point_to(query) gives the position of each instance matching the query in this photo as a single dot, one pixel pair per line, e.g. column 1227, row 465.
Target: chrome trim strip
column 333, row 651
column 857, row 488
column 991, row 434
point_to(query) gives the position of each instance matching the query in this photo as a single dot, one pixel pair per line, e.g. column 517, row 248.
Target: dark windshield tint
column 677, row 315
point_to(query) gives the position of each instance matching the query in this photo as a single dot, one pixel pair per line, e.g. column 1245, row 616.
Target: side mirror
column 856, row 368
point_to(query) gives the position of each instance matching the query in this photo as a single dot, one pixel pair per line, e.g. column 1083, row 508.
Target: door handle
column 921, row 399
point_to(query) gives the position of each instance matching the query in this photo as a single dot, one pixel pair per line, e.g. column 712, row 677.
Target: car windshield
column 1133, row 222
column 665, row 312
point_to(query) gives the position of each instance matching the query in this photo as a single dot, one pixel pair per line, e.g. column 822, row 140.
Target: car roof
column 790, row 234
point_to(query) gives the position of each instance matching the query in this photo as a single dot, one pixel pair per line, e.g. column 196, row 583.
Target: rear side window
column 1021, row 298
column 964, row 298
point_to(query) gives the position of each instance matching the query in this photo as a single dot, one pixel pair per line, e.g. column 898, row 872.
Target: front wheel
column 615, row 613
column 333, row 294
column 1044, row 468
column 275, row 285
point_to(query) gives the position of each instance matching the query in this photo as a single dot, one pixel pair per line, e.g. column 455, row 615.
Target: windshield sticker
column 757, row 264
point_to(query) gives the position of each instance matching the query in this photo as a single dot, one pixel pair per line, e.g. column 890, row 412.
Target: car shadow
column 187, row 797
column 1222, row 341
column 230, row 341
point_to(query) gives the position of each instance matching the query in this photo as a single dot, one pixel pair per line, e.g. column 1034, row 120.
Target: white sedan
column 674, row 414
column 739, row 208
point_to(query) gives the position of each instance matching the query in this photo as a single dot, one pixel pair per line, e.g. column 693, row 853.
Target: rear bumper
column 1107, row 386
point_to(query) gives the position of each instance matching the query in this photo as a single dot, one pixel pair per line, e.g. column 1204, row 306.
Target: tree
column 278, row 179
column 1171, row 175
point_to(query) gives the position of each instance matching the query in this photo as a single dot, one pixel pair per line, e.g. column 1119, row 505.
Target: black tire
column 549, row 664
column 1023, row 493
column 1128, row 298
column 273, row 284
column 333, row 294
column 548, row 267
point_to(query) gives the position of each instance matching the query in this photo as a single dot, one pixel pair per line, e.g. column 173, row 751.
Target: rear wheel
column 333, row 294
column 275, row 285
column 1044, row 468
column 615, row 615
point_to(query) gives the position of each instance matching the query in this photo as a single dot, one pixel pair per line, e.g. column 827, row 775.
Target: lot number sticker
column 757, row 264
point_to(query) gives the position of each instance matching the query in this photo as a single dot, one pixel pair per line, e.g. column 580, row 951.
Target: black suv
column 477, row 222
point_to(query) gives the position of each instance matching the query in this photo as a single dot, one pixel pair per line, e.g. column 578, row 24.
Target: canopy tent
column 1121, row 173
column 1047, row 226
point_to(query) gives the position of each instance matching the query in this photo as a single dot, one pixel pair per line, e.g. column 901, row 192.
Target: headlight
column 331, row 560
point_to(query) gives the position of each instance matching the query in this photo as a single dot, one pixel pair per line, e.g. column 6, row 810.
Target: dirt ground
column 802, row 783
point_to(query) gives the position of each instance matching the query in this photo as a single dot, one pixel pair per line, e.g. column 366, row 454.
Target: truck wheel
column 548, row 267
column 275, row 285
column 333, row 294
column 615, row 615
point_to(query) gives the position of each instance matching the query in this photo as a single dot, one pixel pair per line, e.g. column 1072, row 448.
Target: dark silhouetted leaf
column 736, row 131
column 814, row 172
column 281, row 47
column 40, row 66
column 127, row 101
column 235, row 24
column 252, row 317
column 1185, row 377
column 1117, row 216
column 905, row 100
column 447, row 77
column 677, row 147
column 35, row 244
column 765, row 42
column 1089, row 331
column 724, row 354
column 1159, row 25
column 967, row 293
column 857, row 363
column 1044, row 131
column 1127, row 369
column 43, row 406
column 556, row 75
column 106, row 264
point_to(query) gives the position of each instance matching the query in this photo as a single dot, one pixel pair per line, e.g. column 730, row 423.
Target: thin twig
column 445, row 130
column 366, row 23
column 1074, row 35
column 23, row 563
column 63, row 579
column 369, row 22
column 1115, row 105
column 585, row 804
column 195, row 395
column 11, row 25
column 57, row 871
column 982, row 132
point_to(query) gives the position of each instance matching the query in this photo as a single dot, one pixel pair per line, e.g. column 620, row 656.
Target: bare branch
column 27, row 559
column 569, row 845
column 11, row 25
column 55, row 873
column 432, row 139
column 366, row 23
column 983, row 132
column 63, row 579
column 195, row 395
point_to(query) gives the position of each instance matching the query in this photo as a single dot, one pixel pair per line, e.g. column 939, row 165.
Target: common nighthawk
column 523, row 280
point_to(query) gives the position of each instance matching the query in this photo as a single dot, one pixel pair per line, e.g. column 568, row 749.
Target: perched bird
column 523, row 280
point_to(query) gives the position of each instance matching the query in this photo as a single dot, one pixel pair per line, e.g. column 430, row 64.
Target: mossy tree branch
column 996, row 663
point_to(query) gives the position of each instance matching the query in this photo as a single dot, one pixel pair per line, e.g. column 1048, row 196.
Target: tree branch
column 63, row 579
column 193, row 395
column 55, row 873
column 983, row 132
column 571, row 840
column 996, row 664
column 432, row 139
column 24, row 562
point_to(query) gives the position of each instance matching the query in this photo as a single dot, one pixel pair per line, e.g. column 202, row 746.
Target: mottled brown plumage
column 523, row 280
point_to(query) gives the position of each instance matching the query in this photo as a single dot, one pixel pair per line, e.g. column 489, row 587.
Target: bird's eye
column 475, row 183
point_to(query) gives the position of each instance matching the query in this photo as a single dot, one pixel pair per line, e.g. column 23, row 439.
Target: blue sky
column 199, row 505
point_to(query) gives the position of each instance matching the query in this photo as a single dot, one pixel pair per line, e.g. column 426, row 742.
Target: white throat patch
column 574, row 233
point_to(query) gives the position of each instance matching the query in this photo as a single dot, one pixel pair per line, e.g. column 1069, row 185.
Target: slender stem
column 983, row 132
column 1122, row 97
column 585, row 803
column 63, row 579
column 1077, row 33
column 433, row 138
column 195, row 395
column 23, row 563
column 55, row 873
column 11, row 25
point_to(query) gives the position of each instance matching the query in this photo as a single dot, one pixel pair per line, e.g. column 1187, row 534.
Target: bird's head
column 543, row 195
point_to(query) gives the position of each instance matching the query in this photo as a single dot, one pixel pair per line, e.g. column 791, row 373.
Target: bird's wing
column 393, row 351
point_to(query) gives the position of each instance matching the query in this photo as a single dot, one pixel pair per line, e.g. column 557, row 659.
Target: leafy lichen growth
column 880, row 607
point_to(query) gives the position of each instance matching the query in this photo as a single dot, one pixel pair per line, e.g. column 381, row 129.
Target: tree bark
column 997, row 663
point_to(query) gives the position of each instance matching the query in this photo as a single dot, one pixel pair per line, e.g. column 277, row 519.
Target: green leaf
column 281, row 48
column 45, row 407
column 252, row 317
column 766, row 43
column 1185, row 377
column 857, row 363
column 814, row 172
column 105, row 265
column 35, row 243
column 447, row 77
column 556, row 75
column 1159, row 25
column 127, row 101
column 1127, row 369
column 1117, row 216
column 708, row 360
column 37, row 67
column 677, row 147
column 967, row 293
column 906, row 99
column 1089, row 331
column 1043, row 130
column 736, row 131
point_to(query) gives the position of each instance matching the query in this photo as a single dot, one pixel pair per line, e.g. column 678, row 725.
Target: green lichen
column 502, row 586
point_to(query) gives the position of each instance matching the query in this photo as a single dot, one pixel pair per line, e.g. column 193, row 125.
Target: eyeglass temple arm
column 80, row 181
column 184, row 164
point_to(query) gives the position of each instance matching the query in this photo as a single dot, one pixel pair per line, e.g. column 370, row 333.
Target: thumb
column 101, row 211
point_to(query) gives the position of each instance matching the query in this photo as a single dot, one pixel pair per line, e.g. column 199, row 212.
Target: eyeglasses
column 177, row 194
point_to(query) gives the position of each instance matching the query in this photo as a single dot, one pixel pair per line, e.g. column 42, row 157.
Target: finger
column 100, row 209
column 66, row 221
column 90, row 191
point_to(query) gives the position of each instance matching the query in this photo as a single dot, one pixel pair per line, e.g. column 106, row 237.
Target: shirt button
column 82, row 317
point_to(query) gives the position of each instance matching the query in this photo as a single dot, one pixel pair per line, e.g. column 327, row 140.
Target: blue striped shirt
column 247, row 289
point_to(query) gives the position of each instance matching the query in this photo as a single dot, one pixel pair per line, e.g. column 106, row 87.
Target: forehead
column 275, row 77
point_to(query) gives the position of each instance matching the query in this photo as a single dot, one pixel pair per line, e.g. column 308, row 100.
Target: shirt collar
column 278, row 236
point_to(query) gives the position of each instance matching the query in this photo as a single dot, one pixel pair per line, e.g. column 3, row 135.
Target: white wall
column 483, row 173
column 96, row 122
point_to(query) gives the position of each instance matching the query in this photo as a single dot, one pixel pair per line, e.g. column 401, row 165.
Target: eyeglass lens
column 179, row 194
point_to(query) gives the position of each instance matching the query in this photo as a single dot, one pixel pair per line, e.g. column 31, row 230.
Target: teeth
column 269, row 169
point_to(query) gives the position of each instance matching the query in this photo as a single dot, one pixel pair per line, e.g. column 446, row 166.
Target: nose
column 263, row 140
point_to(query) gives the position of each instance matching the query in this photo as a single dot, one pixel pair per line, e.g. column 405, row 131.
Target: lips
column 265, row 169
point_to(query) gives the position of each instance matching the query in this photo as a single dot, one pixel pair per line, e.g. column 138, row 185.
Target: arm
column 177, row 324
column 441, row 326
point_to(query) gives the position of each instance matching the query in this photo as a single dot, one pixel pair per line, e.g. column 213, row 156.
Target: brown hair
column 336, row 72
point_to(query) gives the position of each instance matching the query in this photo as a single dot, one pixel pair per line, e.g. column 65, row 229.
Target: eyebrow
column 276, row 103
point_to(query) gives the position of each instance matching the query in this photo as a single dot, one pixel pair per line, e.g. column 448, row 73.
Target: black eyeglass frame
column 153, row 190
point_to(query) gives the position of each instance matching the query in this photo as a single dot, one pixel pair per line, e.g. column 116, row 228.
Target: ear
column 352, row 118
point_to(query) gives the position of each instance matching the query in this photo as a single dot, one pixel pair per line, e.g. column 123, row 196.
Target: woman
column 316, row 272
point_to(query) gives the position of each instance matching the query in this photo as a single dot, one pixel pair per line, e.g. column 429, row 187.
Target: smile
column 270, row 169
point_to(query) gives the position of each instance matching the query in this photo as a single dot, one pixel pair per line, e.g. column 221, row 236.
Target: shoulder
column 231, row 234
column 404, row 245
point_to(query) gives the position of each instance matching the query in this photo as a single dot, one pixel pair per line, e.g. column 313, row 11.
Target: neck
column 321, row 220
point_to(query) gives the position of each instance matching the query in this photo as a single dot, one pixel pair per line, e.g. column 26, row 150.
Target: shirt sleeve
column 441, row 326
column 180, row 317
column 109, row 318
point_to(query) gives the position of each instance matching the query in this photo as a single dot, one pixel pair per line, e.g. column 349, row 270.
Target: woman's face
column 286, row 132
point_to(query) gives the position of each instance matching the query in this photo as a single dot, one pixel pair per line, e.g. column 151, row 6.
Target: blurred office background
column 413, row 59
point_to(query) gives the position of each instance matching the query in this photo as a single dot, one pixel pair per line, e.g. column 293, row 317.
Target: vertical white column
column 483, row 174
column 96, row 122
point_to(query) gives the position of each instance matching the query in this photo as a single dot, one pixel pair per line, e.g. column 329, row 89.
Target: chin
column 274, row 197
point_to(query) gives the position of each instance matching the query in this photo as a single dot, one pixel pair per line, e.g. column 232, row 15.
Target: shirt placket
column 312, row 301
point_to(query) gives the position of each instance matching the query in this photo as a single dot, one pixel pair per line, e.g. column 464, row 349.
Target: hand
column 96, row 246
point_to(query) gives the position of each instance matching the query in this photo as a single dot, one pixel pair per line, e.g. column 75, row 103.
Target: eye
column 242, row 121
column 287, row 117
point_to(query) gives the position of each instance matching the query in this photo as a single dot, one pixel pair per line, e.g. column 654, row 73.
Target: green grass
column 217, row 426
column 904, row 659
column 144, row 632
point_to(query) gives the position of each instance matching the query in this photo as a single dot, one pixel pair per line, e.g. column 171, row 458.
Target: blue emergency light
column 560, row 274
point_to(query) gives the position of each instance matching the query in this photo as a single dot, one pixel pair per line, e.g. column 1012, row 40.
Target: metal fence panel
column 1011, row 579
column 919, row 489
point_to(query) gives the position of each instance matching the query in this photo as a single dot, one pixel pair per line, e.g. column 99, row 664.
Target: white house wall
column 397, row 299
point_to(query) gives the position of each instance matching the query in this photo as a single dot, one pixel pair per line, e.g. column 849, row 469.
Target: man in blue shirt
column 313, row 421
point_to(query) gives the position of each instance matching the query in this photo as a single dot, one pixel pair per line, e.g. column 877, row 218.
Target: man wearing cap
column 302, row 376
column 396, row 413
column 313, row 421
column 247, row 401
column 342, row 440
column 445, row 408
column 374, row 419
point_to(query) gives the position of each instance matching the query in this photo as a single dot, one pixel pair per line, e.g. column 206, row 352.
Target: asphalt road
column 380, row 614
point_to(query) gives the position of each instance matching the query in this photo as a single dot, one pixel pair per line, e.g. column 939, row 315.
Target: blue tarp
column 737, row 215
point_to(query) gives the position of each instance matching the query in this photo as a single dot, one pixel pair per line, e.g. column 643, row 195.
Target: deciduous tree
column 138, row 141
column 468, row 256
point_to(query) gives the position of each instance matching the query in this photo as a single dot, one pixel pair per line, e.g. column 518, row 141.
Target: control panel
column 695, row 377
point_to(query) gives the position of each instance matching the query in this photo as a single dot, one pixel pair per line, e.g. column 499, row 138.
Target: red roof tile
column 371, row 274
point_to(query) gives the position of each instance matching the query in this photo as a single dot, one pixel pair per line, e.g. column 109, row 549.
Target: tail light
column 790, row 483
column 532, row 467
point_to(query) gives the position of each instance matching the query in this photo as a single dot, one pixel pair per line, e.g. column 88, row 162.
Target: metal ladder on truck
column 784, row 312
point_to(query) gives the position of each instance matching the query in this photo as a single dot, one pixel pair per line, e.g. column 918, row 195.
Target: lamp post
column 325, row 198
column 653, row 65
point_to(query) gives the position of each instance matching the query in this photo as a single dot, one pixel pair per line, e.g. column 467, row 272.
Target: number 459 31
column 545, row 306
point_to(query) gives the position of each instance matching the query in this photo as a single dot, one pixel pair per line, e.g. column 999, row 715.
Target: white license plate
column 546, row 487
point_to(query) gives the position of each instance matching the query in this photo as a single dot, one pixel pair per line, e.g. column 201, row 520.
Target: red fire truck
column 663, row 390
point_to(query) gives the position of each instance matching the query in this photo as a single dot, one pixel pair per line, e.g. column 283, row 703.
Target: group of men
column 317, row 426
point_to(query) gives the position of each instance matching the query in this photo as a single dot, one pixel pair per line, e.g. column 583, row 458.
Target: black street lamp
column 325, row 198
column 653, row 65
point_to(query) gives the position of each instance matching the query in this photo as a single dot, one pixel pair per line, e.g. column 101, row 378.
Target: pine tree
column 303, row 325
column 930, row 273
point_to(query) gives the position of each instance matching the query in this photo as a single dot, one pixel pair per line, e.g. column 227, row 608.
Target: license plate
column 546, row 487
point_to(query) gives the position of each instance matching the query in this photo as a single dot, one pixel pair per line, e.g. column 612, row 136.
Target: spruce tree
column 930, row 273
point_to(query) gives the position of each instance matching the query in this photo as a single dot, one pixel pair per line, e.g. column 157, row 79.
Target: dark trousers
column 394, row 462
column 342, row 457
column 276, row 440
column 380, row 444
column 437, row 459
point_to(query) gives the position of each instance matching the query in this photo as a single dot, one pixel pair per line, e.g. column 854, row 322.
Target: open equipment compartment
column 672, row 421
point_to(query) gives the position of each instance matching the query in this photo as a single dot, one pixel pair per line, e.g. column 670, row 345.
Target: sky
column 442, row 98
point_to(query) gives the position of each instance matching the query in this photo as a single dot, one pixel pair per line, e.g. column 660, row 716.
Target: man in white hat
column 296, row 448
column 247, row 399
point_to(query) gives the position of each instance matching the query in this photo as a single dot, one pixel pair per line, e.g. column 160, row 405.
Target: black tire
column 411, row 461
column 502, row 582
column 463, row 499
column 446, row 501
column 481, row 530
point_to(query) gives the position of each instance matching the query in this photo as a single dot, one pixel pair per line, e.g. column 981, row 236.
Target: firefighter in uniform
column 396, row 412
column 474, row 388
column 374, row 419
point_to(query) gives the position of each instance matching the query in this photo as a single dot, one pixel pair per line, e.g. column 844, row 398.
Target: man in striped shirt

---

▸ EXERCISE DETAILS
Copy the records word for word, from the line containing "109, row 549." through the line containing "column 784, row 312", including both of those lines.

▸ RESULT OF THIS EXERCISE
point_to(query) gives the position of each instance matching the query in this photo as a single dot, one pixel pair per line, e.g. column 109, row 549.
Target: tail light
column 790, row 483
column 532, row 467
point_to(query) gives the position of each instance matching the query in this photo as a single dot, one pixel pair per line, e.g. column 88, row 162.
Target: metal ladder on truck
column 784, row 312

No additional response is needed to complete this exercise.